● Passage:
Jean-Luc Veraguas received 1.5 years in prison and $1.8 million in restitution.
Jean Veraguas, Miami patient broker was sentenced today to 1.5 years in prison for recruiting Medicare beneficiaries as part of a $200 million Medicare fraud scheme, the Department of Justice, FBI and Department of Health and Human Services announced.
Jean-Luc Veraguas, 51, of Plantation, Florida, was sentenced by U.S. District Judge Frederico A. Moreno in the Southern District of Florida. In addition to his prison term, Veraguas was ordered to pay $1.8 million in restitution, jointly and severally with other co-conspirators.
On May 30, 2012, Veraguas pleaded guilty to one count of conspiracy to commit health care fraud. Veraguas admitted to serving as a patient broker for American Therapeutic Corporation (ATC) and other health care agencies. ATC operated purported partial hospitalization programs (PHPs) in seven different locations throughout South Florida and Orlando. A PHP is a form of intensive treatment for severe mental illness.

● Dataset:
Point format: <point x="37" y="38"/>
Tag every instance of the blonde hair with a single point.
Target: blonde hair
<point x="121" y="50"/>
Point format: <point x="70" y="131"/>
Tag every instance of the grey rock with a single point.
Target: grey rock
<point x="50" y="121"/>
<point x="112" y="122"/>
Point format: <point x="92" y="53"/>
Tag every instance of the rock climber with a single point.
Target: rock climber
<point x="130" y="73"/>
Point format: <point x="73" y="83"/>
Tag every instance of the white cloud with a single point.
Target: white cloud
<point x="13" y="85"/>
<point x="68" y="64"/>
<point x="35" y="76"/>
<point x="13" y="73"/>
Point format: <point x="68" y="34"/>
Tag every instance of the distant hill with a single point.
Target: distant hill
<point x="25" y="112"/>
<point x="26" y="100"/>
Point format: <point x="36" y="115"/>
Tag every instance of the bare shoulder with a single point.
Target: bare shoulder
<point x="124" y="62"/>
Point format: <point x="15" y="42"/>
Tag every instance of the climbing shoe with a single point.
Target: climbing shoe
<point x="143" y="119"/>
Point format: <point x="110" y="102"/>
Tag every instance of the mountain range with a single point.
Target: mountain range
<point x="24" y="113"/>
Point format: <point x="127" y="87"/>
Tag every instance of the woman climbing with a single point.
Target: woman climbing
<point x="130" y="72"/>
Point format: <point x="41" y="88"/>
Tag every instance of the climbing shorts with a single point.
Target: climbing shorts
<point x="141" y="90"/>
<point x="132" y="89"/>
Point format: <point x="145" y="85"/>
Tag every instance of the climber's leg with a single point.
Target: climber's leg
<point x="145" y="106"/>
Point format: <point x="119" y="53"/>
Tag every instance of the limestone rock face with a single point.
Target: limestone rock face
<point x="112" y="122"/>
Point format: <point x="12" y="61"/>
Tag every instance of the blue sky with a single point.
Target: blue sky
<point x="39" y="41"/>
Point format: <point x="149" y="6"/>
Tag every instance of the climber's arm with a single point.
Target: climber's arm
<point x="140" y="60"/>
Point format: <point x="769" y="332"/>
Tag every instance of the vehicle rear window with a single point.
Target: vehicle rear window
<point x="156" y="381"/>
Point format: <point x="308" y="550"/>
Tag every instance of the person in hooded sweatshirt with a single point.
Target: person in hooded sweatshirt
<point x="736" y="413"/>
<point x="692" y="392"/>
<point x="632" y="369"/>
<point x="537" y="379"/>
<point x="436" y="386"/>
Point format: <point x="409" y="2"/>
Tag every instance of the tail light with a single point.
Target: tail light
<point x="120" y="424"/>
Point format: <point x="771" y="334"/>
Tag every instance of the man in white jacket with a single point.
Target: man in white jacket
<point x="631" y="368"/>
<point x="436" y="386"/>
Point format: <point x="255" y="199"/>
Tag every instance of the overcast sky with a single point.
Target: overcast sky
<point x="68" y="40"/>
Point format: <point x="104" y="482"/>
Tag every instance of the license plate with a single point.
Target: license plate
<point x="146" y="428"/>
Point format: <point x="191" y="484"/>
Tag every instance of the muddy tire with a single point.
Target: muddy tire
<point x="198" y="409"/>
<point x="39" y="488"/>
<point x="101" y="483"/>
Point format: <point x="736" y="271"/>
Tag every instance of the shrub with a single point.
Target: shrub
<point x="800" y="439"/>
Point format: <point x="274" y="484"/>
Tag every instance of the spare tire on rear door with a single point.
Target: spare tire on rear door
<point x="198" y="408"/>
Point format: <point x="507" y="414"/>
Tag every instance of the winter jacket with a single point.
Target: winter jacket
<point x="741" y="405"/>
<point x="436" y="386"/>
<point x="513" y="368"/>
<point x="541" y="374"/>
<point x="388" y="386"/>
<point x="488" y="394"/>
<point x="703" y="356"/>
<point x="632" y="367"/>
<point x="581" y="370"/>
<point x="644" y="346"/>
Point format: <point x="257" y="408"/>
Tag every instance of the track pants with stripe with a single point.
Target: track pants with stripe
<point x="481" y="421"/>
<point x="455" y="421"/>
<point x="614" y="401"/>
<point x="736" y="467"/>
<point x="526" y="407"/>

● Exercise A:
Write out the sentencing passage word for word, between "Jean-Luc Veraguas received" and "with other co-conspirators.", inclusive.
● Exercise B:
According to the sentencing passage, what charge did Veraguas plead guilty to?
● Exercise C:
Sum up the sentencing passage in two sentences.
The items play no part in any of this.

● Final answer A:
Jean-Luc Veraguas received 1.5 years in prison and $1.8 million in restitution.
Jean Veraguas, Miami patient broker was sentenced today to 1.5 years in prison for recruiting Medicare beneficiaries as part of a $200 million Medicare fraud scheme, the Department of Justice, FBI and Department of Health and Human Services announced.
Jean-Luc Veraguas, 51, of Plantation, Florida, was sentenced by U.S. District Judge Frederico A. Moreno in the Southern District of Florida. In addition to his prison term, Veraguas was ordered to pay $1.8 million in restitution, jointly and severally with other co-conspirators.

● Final answer B:
One count of conspiracy to commit health care fraud.

● Final answer C:
Jean-Luc Veraguas, a 51-year-old Miami patient broker from Plantation, Florida, was sentenced to 1.5 years in prison and ordered to pay $1.8 million in restitution for recruiting Medicare beneficiaries as part of a $200 million Medicare fraud scheme. He had pleaded guilty on May 30, 2012, to conspiracy to commit health care fraud and admitted serving as a patient broker for American Therapeutic Corporation, which ran purported partial hospitalization programs in seven locations throughout South Florida and Orlando.